_Given text:_
## begin

人工智能(三)

Heuristic search(启发式搜索)

  • The idea is to develop a domain specific heuristic function h(n), guessing the cost of getting to the goal from node n
  • We require that h(n) = 0 for every node n whose state satisfies the goal
  • There are different ways of guessing this cost in different domains. i.e., heuristics are domain specfic.

Motivation

  • In uninformed search, we don’t try to evaluate which of the nodes on the frontier are most promising.
    • e.g., in uniform cost search we always expand the cheapest path. We don’t consider the cost of getting to the goal from the end of the current path.
  • However, often we have some other knowledge about the merit of nodes.
    • e.g., how costly it is to get to the goal from that node.

Greedy best-first search (Greedy BFS)

  • We use $h(n)$ to order the nodes on the frontier.
  • We are greedily trying to achieve a low cost solution.

## end

_Problems to work on:_
**1.** Copy the heuristic search notes from "Heuristic search(启发式搜索)" to "are domain specfic.".
**2.** Using the heuristic search notes, decide whether each statement agrees with them. Answer yes or no and quote the words that settle it.
(a) h(n) must equal 0 for every node whose state satisfies the goal.
(b) Uninformed search ranks the nodes on the frontier by how promising they are.
(c) Greedy best-first search orders the nodes on the frontier with h(n).
**3.** Answer these questions from the heuristic search notes:
(a) What does the heuristic function h(n) guess?
(b) Which path does uniform cost search always expand?
(c) What is greedy best-first search trying to achieve?

_Recorded data:_
## begin

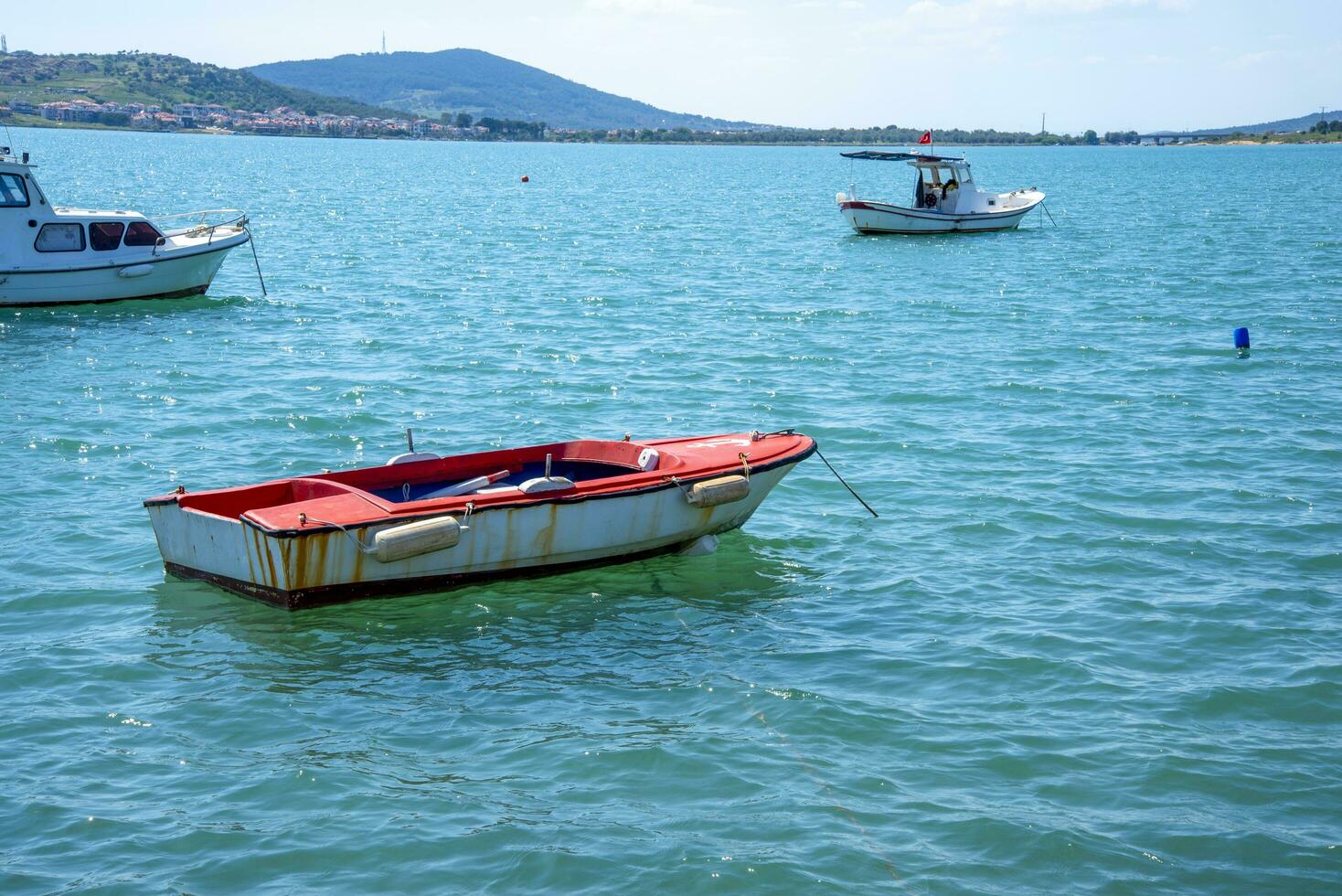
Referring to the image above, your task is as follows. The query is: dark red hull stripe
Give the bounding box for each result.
[839,201,1035,221]
[164,542,690,611]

## end

_Replies:_
**1.**
Heuristic search(启发式搜索)

  • The idea is to develop a domain specific heuristic function h(n), guessing the cost of getting to the goal from node n
  • We require that h(n) = 0 for every node n whose state satisfies the goal
  • There are different ways of guessing this cost in different domains. i.e., heuristics are domain specfic.

**2.**
(a) Yes: "We require that h(n) = 0 for every node n whose state satisfies the goal"
(b) No: "In uninformed search, we don’t try to evaluate which of the nodes on the frontier are most promising."
(c) Yes: "We use $h(n)$ to order the nodes on the frontier."

**3.**
(a) The cost of getting to the goal from node n.
(b) The cheapest path.
(c) A low cost solution.